Records for the exercise:
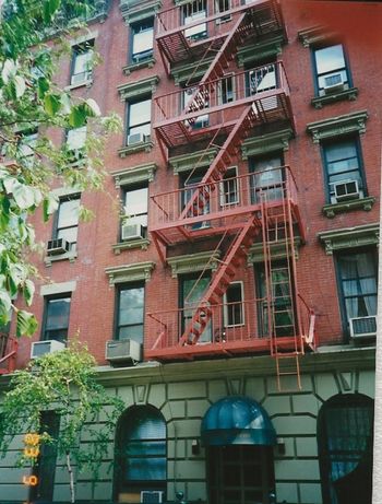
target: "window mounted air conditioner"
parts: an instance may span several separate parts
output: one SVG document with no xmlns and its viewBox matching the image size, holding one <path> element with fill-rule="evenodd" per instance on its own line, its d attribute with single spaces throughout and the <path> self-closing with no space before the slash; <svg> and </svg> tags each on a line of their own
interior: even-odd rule
<svg viewBox="0 0 382 504">
<path fill-rule="evenodd" d="M 162 490 L 143 490 L 141 492 L 141 503 L 162 504 L 164 502 L 164 492 Z"/>
<path fill-rule="evenodd" d="M 134 340 L 107 341 L 105 359 L 110 363 L 130 362 L 135 364 L 142 361 L 142 345 Z"/>
<path fill-rule="evenodd" d="M 130 224 L 127 222 L 121 228 L 121 238 L 123 241 L 144 238 L 144 228 L 142 224 Z"/>
<path fill-rule="evenodd" d="M 334 73 L 333 75 L 324 77 L 324 90 L 326 93 L 339 91 L 344 87 L 344 80 L 342 73 Z"/>
<path fill-rule="evenodd" d="M 357 180 L 343 180 L 333 184 L 334 198 L 337 202 L 360 197 Z"/>
<path fill-rule="evenodd" d="M 134 143 L 141 143 L 147 141 L 147 134 L 144 133 L 132 133 L 128 136 L 128 145 L 134 145 Z"/>
<path fill-rule="evenodd" d="M 70 250 L 70 243 L 64 238 L 50 239 L 47 246 L 48 256 L 59 256 Z"/>
<path fill-rule="evenodd" d="M 37 359 L 46 353 L 63 350 L 65 344 L 57 340 L 35 341 L 31 347 L 31 359 Z"/>
<path fill-rule="evenodd" d="M 349 318 L 350 337 L 372 338 L 377 335 L 377 316 Z"/>
</svg>

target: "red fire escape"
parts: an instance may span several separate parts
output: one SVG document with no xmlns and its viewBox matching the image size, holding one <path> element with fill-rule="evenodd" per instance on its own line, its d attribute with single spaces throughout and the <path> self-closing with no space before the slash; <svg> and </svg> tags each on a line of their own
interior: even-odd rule
<svg viewBox="0 0 382 504">
<path fill-rule="evenodd" d="M 297 286 L 295 233 L 303 239 L 303 226 L 295 179 L 288 166 L 277 167 L 276 177 L 266 171 L 227 178 L 248 136 L 264 126 L 294 128 L 280 61 L 231 70 L 243 44 L 285 36 L 279 4 L 235 0 L 229 11 L 208 16 L 205 5 L 198 0 L 158 15 L 156 39 L 168 71 L 179 61 L 211 63 L 198 84 L 155 98 L 154 129 L 166 161 L 169 151 L 187 144 L 203 145 L 199 166 L 211 149 L 217 154 L 199 184 L 152 197 L 150 231 L 163 262 L 169 246 L 215 237 L 218 267 L 198 304 L 148 314 L 147 331 L 155 341 L 145 356 L 167 361 L 271 349 L 278 376 L 288 373 L 282 359 L 291 359 L 293 374 L 299 375 L 298 355 L 313 344 L 314 316 Z M 228 201 L 226 192 L 235 197 Z M 265 293 L 229 306 L 225 293 L 254 243 L 262 243 Z M 284 247 L 283 271 L 274 266 L 275 246 L 278 254 Z M 240 324 L 228 324 L 227 310 L 239 313 Z"/>
</svg>

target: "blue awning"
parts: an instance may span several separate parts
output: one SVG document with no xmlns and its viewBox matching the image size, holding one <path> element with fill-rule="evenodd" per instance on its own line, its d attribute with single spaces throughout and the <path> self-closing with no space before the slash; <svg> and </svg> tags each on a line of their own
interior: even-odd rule
<svg viewBox="0 0 382 504">
<path fill-rule="evenodd" d="M 225 397 L 212 405 L 202 420 L 201 436 L 206 446 L 276 444 L 266 411 L 244 396 Z"/>
</svg>

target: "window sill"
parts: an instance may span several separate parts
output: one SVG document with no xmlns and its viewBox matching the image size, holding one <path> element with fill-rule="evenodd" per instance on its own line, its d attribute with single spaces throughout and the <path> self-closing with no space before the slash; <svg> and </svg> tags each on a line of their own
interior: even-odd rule
<svg viewBox="0 0 382 504">
<path fill-rule="evenodd" d="M 118 150 L 118 155 L 119 157 L 126 157 L 127 155 L 130 154 L 135 154 L 135 152 L 150 152 L 154 146 L 154 143 L 148 140 L 147 142 L 138 142 L 134 143 L 133 145 L 126 145 L 122 146 L 122 149 Z"/>
<path fill-rule="evenodd" d="M 64 254 L 58 254 L 57 256 L 45 256 L 44 262 L 45 266 L 49 267 L 52 262 L 69 260 L 69 262 L 74 262 L 76 259 L 76 250 L 70 250 Z"/>
<path fill-rule="evenodd" d="M 330 93 L 325 96 L 315 96 L 312 98 L 311 104 L 314 108 L 322 108 L 324 105 L 348 99 L 354 102 L 358 96 L 358 87 L 350 87 L 349 90 L 338 91 L 337 93 Z"/>
<path fill-rule="evenodd" d="M 141 68 L 153 68 L 155 65 L 155 59 L 153 57 L 139 61 L 138 63 L 130 63 L 122 68 L 124 75 L 130 75 L 131 72 L 135 70 L 141 70 Z"/>
<path fill-rule="evenodd" d="M 375 198 L 368 196 L 353 201 L 344 201 L 343 203 L 325 204 L 322 207 L 322 213 L 329 219 L 333 219 L 337 213 L 351 212 L 353 210 L 365 210 L 369 212 L 374 202 Z"/>
<path fill-rule="evenodd" d="M 142 250 L 147 250 L 150 245 L 148 238 L 138 238 L 138 239 L 130 239 L 127 242 L 119 242 L 117 244 L 111 245 L 116 255 L 119 255 L 121 250 L 129 250 L 130 248 L 141 248 Z"/>
<path fill-rule="evenodd" d="M 76 84 L 70 84 L 64 87 L 64 91 L 76 90 L 77 87 L 91 87 L 93 84 L 93 79 L 87 79 L 86 81 L 77 82 Z"/>
</svg>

Aim: Express the records above as a two-column CSV with the header columns "label_request" and "svg_answer", one row per record. Put each record's text and its answer in a single quoted field each, with line breaks changed to spaces, and leave the pictures out.

Final result:
label_request,svg_answer
"target: ""window mounted air conditioner"" parts: an instance may span several separate parts output: one SVG document with no xmlns and its viewBox matching the image size, holding one <path> element with fill-rule=""evenodd"" per instance on its own line, its d attribute with single spaces throughout and the <path> self-closing with no space before the slash; <svg> and </svg> tags each on a line of their own interior: even-odd rule","<svg viewBox=""0 0 382 504""> <path fill-rule=""evenodd"" d=""M 162 490 L 143 490 L 141 492 L 141 503 L 162 504 L 164 502 L 164 492 Z""/> <path fill-rule=""evenodd"" d=""M 134 340 L 107 341 L 105 359 L 110 363 L 130 362 L 135 364 L 142 361 L 142 345 Z""/> <path fill-rule=""evenodd"" d=""M 130 224 L 127 222 L 121 228 L 121 238 L 123 241 L 144 238 L 144 228 L 142 224 Z""/> <path fill-rule=""evenodd"" d=""M 334 73 L 333 75 L 324 77 L 324 90 L 326 93 L 339 91 L 344 87 L 344 80 L 342 73 Z""/> <path fill-rule=""evenodd"" d=""M 357 180 L 343 180 L 333 184 L 334 198 L 337 202 L 360 197 Z""/> <path fill-rule=""evenodd"" d=""M 134 143 L 141 143 L 147 141 L 147 134 L 144 133 L 132 133 L 128 136 L 128 145 L 134 145 Z""/> <path fill-rule=""evenodd"" d=""M 70 250 L 70 243 L 64 238 L 50 239 L 47 246 L 48 256 L 59 256 Z""/> <path fill-rule=""evenodd"" d=""M 37 359 L 46 353 L 63 350 L 65 344 L 57 340 L 35 341 L 31 347 L 31 359 Z""/> <path fill-rule=""evenodd"" d=""M 349 318 L 350 337 L 372 338 L 377 335 L 377 316 Z""/> </svg>"
"target: ""red fire escape"" parts: an instance may span several separate parts output: one SVG document with no xmlns and its viewBox matching the image size, holding one <path> element with fill-rule=""evenodd"" per instance on its own line, its d attribute with single spaces throughout and the <path> self-closing with no space before the slash; <svg> and </svg> tags each on a line of their own interior: even-odd rule","<svg viewBox=""0 0 382 504""> <path fill-rule=""evenodd"" d=""M 297 286 L 295 233 L 303 239 L 303 226 L 295 179 L 288 166 L 277 167 L 276 177 L 266 171 L 227 178 L 248 136 L 264 126 L 294 128 L 280 61 L 231 70 L 243 44 L 285 36 L 279 4 L 235 0 L 229 11 L 208 16 L 205 5 L 198 0 L 158 15 L 156 39 L 168 71 L 179 61 L 211 63 L 198 84 L 155 98 L 154 129 L 166 161 L 169 151 L 187 144 L 203 145 L 199 166 L 211 149 L 217 154 L 199 184 L 152 197 L 150 231 L 163 262 L 169 246 L 215 237 L 218 267 L 198 304 L 148 314 L 147 331 L 155 341 L 145 356 L 167 361 L 271 349 L 278 376 L 288 373 L 282 359 L 291 359 L 293 374 L 299 375 L 298 355 L 313 344 L 314 316 Z M 228 201 L 226 192 L 235 197 Z M 265 293 L 229 306 L 225 293 L 254 243 L 262 243 Z M 284 247 L 283 271 L 274 266 L 275 246 L 278 254 Z M 240 324 L 228 324 L 227 310 L 239 313 Z""/> </svg>"
"target: ""blue awning"" parts: an instance may span several separate parts output: one SVG document with no xmlns and its viewBox matching the image size, holding one <path> element with fill-rule=""evenodd"" per instance on its own line, its d attribute with single spaces throughout and the <path> self-closing with no space before the slash; <svg> and </svg> tags each on a line of their own interior: even-odd rule","<svg viewBox=""0 0 382 504""> <path fill-rule=""evenodd"" d=""M 225 397 L 212 405 L 202 420 L 201 436 L 206 446 L 276 444 L 266 411 L 244 396 Z""/> </svg>"
"target: ""window sill"" parts: an instance may span several separate parts output: one SVG document with no xmlns and its viewBox matching the image size, holding one <path> element with fill-rule=""evenodd"" per instance on its own line, its d attribute with single spaces throughout and the <path> self-closing with no space before the slash; <svg> and </svg> tags each on a line of their own interior: even-odd rule","<svg viewBox=""0 0 382 504""> <path fill-rule=""evenodd"" d=""M 118 150 L 118 155 L 119 157 L 126 157 L 127 155 L 130 154 L 135 154 L 135 152 L 150 152 L 154 146 L 154 143 L 148 140 L 147 142 L 138 142 L 134 143 L 133 145 L 126 145 L 122 146 L 122 149 Z""/> <path fill-rule=""evenodd"" d=""M 64 254 L 58 254 L 57 256 L 45 256 L 44 262 L 45 266 L 49 267 L 52 262 L 69 260 L 69 262 L 74 262 L 76 259 L 76 250 L 70 250 Z""/> <path fill-rule=""evenodd"" d=""M 330 93 L 325 96 L 315 96 L 312 98 L 311 104 L 314 108 L 322 108 L 324 105 L 348 99 L 354 102 L 358 96 L 358 87 L 350 87 L 349 90 L 338 91 L 337 93 Z""/> <path fill-rule=""evenodd"" d=""M 141 68 L 153 68 L 155 65 L 155 59 L 153 57 L 139 61 L 138 63 L 130 63 L 122 68 L 124 75 L 130 75 L 131 72 L 135 70 L 141 70 Z""/> <path fill-rule=""evenodd"" d=""M 375 198 L 368 196 L 353 201 L 344 201 L 343 203 L 325 204 L 322 207 L 322 213 L 329 219 L 333 219 L 337 213 L 351 212 L 353 210 L 365 210 L 369 212 L 374 202 Z""/> <path fill-rule=""evenodd"" d=""M 142 250 L 147 250 L 150 245 L 148 238 L 138 238 L 138 239 L 130 239 L 127 242 L 119 242 L 117 244 L 111 245 L 116 255 L 119 255 L 121 250 L 129 250 L 130 248 L 141 248 Z""/> <path fill-rule=""evenodd"" d=""M 76 84 L 70 84 L 64 87 L 64 91 L 76 90 L 77 87 L 91 87 L 93 84 L 93 79 L 87 79 L 86 81 L 77 82 Z""/> </svg>"